*Problem details:* Format every line of the items below as a JSON list of strings, one string per line, leaving out any blank lines.

*Input data:*
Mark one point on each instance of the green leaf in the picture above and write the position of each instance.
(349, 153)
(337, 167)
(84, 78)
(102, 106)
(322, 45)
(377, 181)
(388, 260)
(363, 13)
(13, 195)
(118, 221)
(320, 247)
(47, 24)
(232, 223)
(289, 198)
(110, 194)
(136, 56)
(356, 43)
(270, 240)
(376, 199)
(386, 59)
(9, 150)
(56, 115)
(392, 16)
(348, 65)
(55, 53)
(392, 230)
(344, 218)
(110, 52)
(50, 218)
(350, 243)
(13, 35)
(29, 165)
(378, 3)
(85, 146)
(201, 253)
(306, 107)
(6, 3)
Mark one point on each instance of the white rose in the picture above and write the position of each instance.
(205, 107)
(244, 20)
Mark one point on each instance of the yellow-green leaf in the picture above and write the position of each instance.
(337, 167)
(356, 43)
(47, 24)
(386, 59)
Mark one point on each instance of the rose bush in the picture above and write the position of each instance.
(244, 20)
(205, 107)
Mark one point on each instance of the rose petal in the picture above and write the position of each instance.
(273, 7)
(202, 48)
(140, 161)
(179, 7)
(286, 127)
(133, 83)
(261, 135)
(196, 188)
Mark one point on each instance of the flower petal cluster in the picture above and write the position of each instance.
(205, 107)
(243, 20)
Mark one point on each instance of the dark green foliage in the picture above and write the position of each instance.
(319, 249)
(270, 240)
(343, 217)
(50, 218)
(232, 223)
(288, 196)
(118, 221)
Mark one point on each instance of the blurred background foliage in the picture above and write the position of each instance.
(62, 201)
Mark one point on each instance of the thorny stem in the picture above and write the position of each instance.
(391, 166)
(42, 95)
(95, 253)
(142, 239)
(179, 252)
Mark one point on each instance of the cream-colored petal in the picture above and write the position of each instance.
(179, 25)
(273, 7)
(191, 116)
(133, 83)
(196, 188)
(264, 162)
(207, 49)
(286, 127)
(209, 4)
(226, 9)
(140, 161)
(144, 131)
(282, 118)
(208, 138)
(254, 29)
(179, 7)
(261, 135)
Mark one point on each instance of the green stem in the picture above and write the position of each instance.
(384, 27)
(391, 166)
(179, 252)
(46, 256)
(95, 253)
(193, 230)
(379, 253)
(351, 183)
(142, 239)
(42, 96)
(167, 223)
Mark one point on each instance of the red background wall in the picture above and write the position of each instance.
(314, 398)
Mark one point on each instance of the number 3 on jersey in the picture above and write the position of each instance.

*Correct answer:*
[
  "Mark one point on each instance of the green leaf in the picture above and write the position of each instance.",
  "(349, 153)",
  "(337, 167)",
  "(84, 78)",
  "(102, 106)",
  "(322, 45)",
  "(377, 181)",
  "(388, 260)",
  "(363, 13)",
  "(13, 195)",
  "(118, 221)",
  "(320, 247)",
  "(47, 24)",
  "(232, 223)",
  "(289, 198)",
  "(110, 194)",
  "(136, 56)",
  "(356, 43)",
  "(270, 240)",
  "(376, 199)",
  "(386, 59)",
  "(9, 150)",
  "(56, 115)",
  "(392, 16)",
  "(348, 65)",
  "(55, 53)",
  "(392, 230)",
  "(344, 218)",
  "(110, 52)",
  "(50, 218)",
  "(350, 243)",
  "(13, 35)",
  "(29, 165)",
  "(378, 3)",
  "(85, 146)",
  "(201, 253)",
  "(306, 107)",
  "(6, 3)",
  "Mark one point on each instance of the white rose in the picture above and write the position of each instance.",
  "(205, 107)",
  "(244, 20)",
  "Mark one point on each instance of the yellow-green leaf in the picture above and write the position of each instance.",
  "(337, 167)",
  "(356, 43)",
  "(47, 24)",
  "(386, 59)",
  "Mark one point on each instance of the rose bush in the picture above and write the position of each instance.",
  "(244, 20)",
  "(205, 107)",
  "Mark one point on each instance of the rose petal in the picture above and write the position of each instance.",
  "(273, 7)",
  "(202, 48)",
  "(140, 161)",
  "(179, 7)",
  "(286, 127)",
  "(133, 83)",
  "(261, 135)",
  "(196, 188)",
  "Mark one point on each instance of the flower petal cluster in the picture above and write the position of each instance.",
  "(205, 107)",
  "(243, 20)",
  "Mark one point on each instance of the dark green foliage in the picture above and write the position of each instance.",
  "(319, 249)",
  "(270, 240)",
  "(343, 217)",
  "(50, 218)",
  "(232, 223)",
  "(288, 196)",
  "(118, 221)",
  "Mark one point on each instance of the blurred background foliage in the picture above and write the position of each instance.",
  "(62, 201)",
  "Mark one point on each instance of the thorny stem in the picture above and write the position of each instance.",
  "(391, 166)",
  "(42, 95)",
  "(95, 253)",
  "(142, 239)",
  "(179, 252)",
  "Mark one point on each instance of the cream-colored petal in the picture above and write the position of each instance.",
  "(179, 25)",
  "(273, 7)",
  "(191, 116)",
  "(133, 83)",
  "(196, 188)",
  "(264, 162)",
  "(207, 49)",
  "(286, 127)",
  "(209, 4)",
  "(226, 9)",
  "(140, 161)",
  "(144, 131)",
  "(282, 118)",
  "(208, 138)",
  "(254, 29)",
  "(179, 7)",
  "(261, 135)",
  "Mark one point on each instance of the green stem in the picture above and write the position of each instance.",
  "(384, 27)",
  "(391, 166)",
  "(179, 252)",
  "(46, 256)",
  "(95, 253)",
  "(193, 230)",
  "(379, 253)",
  "(351, 183)",
  "(142, 239)",
  "(42, 96)",
  "(167, 223)",
  "Mark one point on each instance of the red background wall in the picture above and write the position of each instance.",
  "(314, 398)",
  "Mark one point on each instance of the number 3 on jersey in the picture above and write the position of each instance."
]